Genevieve Seney (12:40) And so, that goes back to sort of that 120 percent agreement. So it or sorry clause. So, if you’re overpacing by 120 percent exceeding the total contract value in an annual year, that’s when we need to do that sort of discussion we’re having now. And so I think understood what you’re saying. It sounds like maybe that part wasn’t specifically aligned because you took the one of seven split it into two years. But now we’re at 87 consumed with, you know, X amount of months left in this annual contract. And so I think maybe that’s where we’re losing each other is the 103 over the next two years. But since we’re in this annual contract, it’s not up till June. And this is how you’re pacing, we have to have this discussion and maybe that’s where we’re kind of missing each other.
Rebecca Kalmbach (13:28) But our addendum was also for two years, right?
Genevieve Seney (13:32) Because it would co turn with your contract, you have the renewal contract, correct? Okay?
Rebecca Kalmbach (13:38) So, this is the, just to show you this is the addendum right? That we signed. So this is like we are currently on this schedule and that accounts for the total overage… of what is 33 and 33.

(Point annotations for photos)
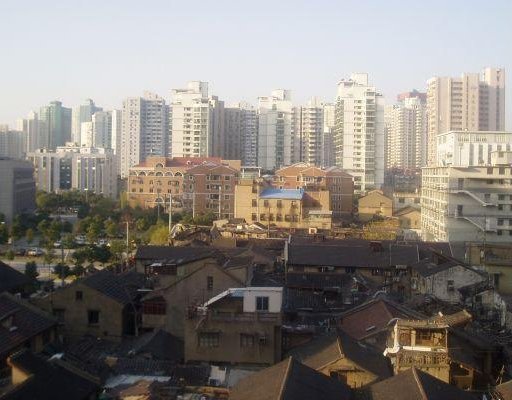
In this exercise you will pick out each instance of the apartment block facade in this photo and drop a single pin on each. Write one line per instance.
(468, 148)
(406, 133)
(473, 203)
(155, 180)
(472, 102)
(144, 130)
(359, 133)
(275, 130)
(337, 182)
(196, 122)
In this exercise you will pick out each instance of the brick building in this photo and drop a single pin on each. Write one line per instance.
(335, 180)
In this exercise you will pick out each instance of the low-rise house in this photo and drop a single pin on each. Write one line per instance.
(23, 326)
(13, 281)
(241, 326)
(343, 358)
(374, 204)
(437, 347)
(442, 277)
(409, 217)
(369, 322)
(164, 265)
(36, 378)
(289, 380)
(104, 304)
(167, 307)
(415, 384)
(282, 208)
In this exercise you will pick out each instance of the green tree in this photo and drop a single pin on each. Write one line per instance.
(29, 234)
(4, 233)
(9, 254)
(61, 270)
(159, 235)
(111, 228)
(31, 270)
(117, 247)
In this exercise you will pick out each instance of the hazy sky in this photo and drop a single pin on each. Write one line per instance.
(108, 49)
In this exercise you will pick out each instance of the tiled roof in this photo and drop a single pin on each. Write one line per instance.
(284, 194)
(352, 256)
(48, 380)
(119, 287)
(372, 316)
(414, 384)
(10, 279)
(289, 380)
(173, 255)
(27, 322)
(327, 349)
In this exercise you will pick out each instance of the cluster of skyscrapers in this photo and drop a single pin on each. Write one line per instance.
(356, 131)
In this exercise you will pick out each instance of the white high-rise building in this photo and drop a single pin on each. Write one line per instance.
(80, 114)
(116, 118)
(359, 132)
(328, 158)
(12, 143)
(275, 130)
(471, 102)
(144, 130)
(465, 148)
(248, 134)
(463, 204)
(196, 124)
(32, 128)
(74, 167)
(309, 132)
(406, 134)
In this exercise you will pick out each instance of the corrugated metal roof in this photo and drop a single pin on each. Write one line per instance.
(288, 194)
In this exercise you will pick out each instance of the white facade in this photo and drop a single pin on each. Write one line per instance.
(80, 114)
(473, 203)
(32, 128)
(94, 170)
(251, 296)
(328, 156)
(275, 130)
(196, 123)
(465, 148)
(144, 130)
(310, 132)
(13, 144)
(472, 102)
(406, 134)
(359, 133)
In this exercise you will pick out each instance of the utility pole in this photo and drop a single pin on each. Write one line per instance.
(127, 238)
(220, 195)
(170, 214)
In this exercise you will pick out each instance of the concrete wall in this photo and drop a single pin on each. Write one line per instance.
(111, 318)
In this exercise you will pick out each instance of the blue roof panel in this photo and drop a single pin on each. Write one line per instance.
(288, 194)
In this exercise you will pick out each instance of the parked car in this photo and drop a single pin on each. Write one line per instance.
(35, 252)
(20, 252)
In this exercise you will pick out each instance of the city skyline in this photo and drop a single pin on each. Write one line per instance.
(389, 43)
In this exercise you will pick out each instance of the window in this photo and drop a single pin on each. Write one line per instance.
(246, 340)
(209, 339)
(261, 303)
(154, 307)
(59, 314)
(93, 317)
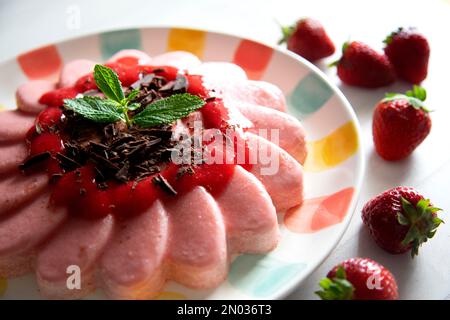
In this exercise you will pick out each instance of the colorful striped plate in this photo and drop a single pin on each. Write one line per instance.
(333, 170)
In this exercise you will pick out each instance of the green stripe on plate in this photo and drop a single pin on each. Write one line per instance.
(309, 95)
(262, 275)
(111, 42)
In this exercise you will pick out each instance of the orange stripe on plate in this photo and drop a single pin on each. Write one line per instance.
(192, 41)
(3, 286)
(333, 149)
(40, 63)
(253, 57)
(318, 213)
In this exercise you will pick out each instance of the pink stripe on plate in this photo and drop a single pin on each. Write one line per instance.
(253, 57)
(41, 63)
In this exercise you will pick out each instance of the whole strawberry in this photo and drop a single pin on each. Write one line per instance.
(400, 123)
(362, 66)
(359, 279)
(309, 39)
(408, 51)
(401, 219)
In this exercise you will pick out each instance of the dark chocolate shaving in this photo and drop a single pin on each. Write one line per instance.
(117, 152)
(160, 181)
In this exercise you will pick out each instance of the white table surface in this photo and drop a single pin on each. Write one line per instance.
(28, 24)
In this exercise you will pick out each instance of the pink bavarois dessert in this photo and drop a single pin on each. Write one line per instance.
(105, 196)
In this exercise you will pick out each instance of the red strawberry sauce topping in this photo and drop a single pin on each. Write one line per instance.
(78, 186)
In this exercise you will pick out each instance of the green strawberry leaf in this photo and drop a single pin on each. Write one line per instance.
(422, 222)
(168, 110)
(415, 97)
(338, 288)
(286, 31)
(96, 109)
(108, 82)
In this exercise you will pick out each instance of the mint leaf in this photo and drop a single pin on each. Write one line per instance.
(108, 82)
(133, 94)
(168, 110)
(96, 109)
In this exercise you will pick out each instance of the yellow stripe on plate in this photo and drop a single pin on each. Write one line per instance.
(333, 149)
(192, 41)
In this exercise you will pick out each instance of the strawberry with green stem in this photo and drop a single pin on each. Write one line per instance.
(401, 220)
(401, 122)
(358, 279)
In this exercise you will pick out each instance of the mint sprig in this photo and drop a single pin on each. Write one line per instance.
(168, 110)
(96, 109)
(108, 82)
(115, 106)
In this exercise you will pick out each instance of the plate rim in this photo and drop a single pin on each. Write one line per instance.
(359, 154)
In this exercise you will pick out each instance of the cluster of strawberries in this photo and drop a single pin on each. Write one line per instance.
(399, 219)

_Problems to solve_
1. Swap "mint sprig" for "basil sprig" in the listing from the line with "of the strawberry" through the end of the listing, and leave everything else unchanged.
2. Write the next part of the meeting transcript about the contract overage and addendum.
The transcript and the listing have no connection to each other.

_Exercise answers_
1.
In this exercise you will pick out each instance of the strawberry with green stem in this photo and drop a single pin on each. Write one line per instance.
(401, 220)
(401, 122)
(358, 279)
In this exercise you will pick out each instance of the basil sprig in this photo and drop a single pin on each. Write one line per instance.
(168, 110)
(96, 109)
(108, 82)
(115, 106)
In this exercise you will pick out each instance of the plate rim in this photo and drop a single pin on each. Write one line per instance.
(359, 154)
In this exercise you will pick out each instance of the cluster of strawberries in this photo and drop a single pin on each. Write one line per instance.
(399, 219)

2.
Genevieve Seney (14:00) Yeah. So, so.
Rebecca Kalmbach (14:03) We, yeah, I think you’re getting our confusion now?
Peter Bosworth (14:10) Yeah. So I think like.
Rebecca Kalmbach (14:13) the we.
Peter Bosworth (14:14) have two, I think like I put in the email is just that we’re there are two agreements there’s the kind of renewal contract that governs the agreement that goes from June 24 to June 27. We’re in year two of that agreement, each year of that agreement is 16 800. And then we’re in the year two, the year one of the mere, the December agreement, yeah, which has, which?
Rebecca Kalmbach (14:40) Is year two of the msa, which?
Peter Bosworth (14:42) Is year two of the msa? And so in total, the amount of spend allocated in at this point in the contract is 67,000. And do we have alignment on that statement? So it’s basically just 16 800 times two plus the 32?
Jill Hamburg (15:09) Or whatever.
Rebecca Kalmbach (15:12) Yes. As long as we’re saying the msa is also now bound to the terms of the addendum?
Peter Bosworth (15:20) The msa is bound to the terms of the addendum?
Rebecca Kalmbach (15:23) So, like what we have outlined in the addendum now is the schedule because it adjusts like the term. Basically when we signed in December, the terms of the addendum are what we’re following as a payment schedule.
Genevieve Seney (15:41) Okay. So… you’re saying that… the April two or sorry, rather the addendum that you signed in December is what you’re anticipating the billing schedule be for everything?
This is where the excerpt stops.